■ **Your task**: List every line below that contains the string "loop", copying each one in full. Case counts.

■ **Record excerpts**:
********************

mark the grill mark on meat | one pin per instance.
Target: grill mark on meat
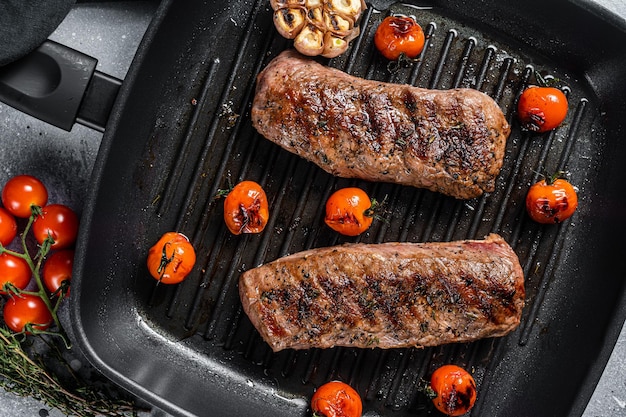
(449, 141)
(386, 295)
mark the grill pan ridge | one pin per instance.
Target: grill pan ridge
(190, 348)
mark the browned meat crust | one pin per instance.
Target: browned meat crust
(449, 141)
(386, 295)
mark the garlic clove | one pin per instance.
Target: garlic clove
(289, 22)
(310, 41)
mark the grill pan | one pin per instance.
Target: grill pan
(180, 131)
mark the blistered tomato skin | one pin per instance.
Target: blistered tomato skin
(21, 311)
(336, 399)
(171, 259)
(541, 109)
(551, 201)
(8, 227)
(399, 35)
(59, 222)
(455, 390)
(21, 193)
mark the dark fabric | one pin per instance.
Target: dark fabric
(25, 24)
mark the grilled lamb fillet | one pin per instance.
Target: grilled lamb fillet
(386, 295)
(449, 141)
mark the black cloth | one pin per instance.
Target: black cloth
(25, 24)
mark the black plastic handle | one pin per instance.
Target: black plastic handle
(59, 85)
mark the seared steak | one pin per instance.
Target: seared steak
(386, 295)
(449, 141)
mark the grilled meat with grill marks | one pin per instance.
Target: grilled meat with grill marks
(449, 141)
(386, 295)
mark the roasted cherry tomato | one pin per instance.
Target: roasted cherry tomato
(399, 35)
(246, 209)
(24, 310)
(336, 399)
(57, 270)
(540, 109)
(172, 258)
(59, 222)
(455, 390)
(8, 227)
(349, 211)
(551, 200)
(13, 270)
(22, 192)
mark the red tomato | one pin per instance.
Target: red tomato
(399, 35)
(13, 270)
(8, 227)
(22, 192)
(551, 200)
(24, 310)
(540, 109)
(336, 399)
(455, 390)
(59, 222)
(246, 209)
(349, 211)
(171, 259)
(57, 269)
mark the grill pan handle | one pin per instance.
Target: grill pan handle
(60, 86)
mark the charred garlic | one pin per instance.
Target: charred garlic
(318, 27)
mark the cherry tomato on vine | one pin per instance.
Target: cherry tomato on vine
(60, 222)
(349, 211)
(57, 269)
(398, 35)
(22, 192)
(541, 109)
(336, 399)
(26, 309)
(551, 200)
(171, 259)
(8, 227)
(13, 270)
(246, 209)
(455, 390)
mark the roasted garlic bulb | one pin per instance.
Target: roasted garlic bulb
(318, 27)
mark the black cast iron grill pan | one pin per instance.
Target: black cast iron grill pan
(181, 131)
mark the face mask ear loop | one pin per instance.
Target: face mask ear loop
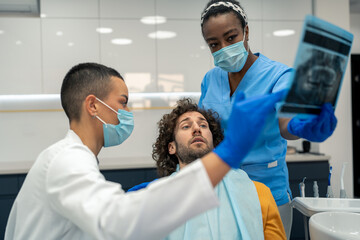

********************

■ **Exercise output**:
mark the face mask ear loop | one pin per instance.
Target: face mask ear loop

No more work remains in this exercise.